I’m sure there are people who can tell you that District Line came out in 2008 and Life and Times in 2009 – not the other way around – and the name of track eight on the former and track nine on the latter, and so on and so on. But Mould’s back catalogue is voluminous – so how can he be expected to keep track of it?

With Hüsker Dü, whose influence on alternative music is surpassed by only a handful of artists, Mould made six albums in four years – including a near-perfect run of three albums, Zen Arcade, New Day Rising, and Flip Your Wig, that they managed to cram into the fateful 1984–1985 window.

Rising like a phoenix after Hüsker Dü’s chaotic combustion, Mould graduated to a prolific, varied solo career. And nobody is forgetting about Sugar, the short-lived fan-favourite project he helmed in the ‘90s – songs from which he still bolts through every night.

When an artist has been creating work for such a prolonged stretch of time, little moments of kismet naturally arise, like how The Simpsons keep accidentally ‘predicting’ the future. For instance, as Mould tells me from his home in the California desert, “The intention with Blue Hearts was, in my magical thinking mind, ‘I’m like, ‘92 Copper Blue and we got Bill Clinton, so maybe if I make another blue record in 2020, we’ll get a Democratic president. And we did. It worked again. In my magnificently magical, minuscule mind, it all worked out.”

Of course, it didn’t all work out.

Bob Mould 2025

Blue Hearts, released in 2020, was a furious condemnation of the increasingly mainstream alt-right, its brazen contradictions (“pro-life, until you make it in someone else’s wife,” he barked), and the “American Crisis” in general, which has only deepened in the five years since, bubbling over into one intent on upending everything from historical alliances to the environment to the safety and autonomy of minority groups.

For Blue Hearts, Mould tapped into a familiar, decades-old rage, looking “backwards in time to the fall of 1983, which was three years into the first Reagan administration, and thinking about who I was then, what the world was like then, what did I have in order to affect any kind of change, or who I was at that time with very few resources,” he explains. “I brought that feeling as best I could to the material.”

It’s pretty damning that the anger he felt at the height of trickle-down selfishness, when homophobic government policies entrenched the AIDS epidemic and killed thousands – that this rage comes back so easily, as the world today refracts darkness and cruelty in frighteningly familiar ways. “We were marginalized and demonized / I watched a lot of my generation die,” he roared five years ago on “American Crisis”.

--- Short exercise 1 ---
Please gather every line in the rows below that contains the string "window", copying each one in full.

--- Data to process ---

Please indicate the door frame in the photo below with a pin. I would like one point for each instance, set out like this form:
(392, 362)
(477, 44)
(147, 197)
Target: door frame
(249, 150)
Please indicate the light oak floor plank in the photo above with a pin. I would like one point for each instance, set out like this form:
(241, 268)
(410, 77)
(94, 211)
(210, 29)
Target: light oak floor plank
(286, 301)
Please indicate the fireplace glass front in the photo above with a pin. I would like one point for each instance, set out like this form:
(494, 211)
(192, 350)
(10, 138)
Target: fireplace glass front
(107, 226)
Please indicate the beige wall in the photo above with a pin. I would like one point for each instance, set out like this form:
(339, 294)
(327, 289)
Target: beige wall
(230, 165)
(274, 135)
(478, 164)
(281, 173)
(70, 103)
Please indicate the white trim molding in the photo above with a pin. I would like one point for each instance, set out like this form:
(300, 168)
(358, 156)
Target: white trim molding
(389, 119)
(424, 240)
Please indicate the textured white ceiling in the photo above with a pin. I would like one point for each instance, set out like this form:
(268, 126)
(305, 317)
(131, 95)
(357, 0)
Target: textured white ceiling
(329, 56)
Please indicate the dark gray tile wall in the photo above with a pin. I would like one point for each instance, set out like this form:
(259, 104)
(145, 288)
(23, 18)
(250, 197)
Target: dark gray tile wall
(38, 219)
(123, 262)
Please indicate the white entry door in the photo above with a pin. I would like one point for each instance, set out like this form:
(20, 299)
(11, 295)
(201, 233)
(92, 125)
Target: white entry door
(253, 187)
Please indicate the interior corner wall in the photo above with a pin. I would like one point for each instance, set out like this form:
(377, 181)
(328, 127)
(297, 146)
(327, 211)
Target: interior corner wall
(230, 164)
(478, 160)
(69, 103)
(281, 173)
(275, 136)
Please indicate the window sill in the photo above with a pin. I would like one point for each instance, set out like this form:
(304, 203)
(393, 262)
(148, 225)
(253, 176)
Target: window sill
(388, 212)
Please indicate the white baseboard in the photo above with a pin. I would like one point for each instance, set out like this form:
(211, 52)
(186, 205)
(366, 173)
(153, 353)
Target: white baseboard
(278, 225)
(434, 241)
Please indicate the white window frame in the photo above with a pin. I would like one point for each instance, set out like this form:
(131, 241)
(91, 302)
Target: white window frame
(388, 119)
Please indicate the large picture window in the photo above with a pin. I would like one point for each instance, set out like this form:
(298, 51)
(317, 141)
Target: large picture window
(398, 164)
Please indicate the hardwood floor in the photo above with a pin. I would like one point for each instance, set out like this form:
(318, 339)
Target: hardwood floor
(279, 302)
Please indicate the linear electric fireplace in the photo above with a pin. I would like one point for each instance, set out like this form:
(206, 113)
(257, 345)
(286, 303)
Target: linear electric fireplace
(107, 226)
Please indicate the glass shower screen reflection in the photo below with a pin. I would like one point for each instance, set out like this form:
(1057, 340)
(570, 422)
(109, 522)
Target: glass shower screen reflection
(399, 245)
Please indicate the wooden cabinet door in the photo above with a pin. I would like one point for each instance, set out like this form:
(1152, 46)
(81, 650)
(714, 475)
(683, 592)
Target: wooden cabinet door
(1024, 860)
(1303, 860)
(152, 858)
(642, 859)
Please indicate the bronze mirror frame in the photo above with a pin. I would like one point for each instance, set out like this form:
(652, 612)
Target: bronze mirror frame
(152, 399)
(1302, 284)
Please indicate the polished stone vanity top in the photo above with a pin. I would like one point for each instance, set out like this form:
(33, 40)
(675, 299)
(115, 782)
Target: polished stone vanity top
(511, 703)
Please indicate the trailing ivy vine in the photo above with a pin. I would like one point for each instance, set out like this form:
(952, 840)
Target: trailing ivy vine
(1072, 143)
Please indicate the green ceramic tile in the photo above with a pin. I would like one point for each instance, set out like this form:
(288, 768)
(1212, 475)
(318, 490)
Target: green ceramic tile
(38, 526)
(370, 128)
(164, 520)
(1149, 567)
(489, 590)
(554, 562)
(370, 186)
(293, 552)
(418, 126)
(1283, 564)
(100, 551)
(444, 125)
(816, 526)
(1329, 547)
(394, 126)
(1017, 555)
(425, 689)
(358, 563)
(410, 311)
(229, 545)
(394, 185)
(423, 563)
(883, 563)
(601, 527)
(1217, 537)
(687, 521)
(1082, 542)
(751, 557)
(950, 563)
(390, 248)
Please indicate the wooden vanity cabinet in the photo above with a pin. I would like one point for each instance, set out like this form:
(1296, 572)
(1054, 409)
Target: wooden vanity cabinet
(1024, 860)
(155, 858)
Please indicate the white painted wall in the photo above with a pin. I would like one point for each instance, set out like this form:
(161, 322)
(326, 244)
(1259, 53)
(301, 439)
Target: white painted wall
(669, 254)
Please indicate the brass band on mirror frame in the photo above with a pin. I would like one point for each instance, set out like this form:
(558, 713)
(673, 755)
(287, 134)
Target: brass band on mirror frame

--- Short exercise 2 ---
Shorten the paragraph of the Bob Mould article above that begins "With Hüsker Dü, whose influence", and keep its main facts.

--- Final result 1 ---
Please indicate the window sill in the photo above with a pin. I would like one point for each instance, set out like this form:
Target: window sill
Please indicate the white window frame in the photo above with a pin. I would like one point for each instance, set out like this form:
Target: white window frame
Please indicate the large picture window in the photo above with a pin. I would like one point for each instance, set out like this form:
Target: large picture window

--- Final result 2 ---
With Hüsker Dü, a band whose influence on alternative music few artists surpass, Mould made six albums in four years. Among them was a near-perfect run of three, Zen Arcade, New Day Rising, and Flip Your Wig, all packed into 1984–1985.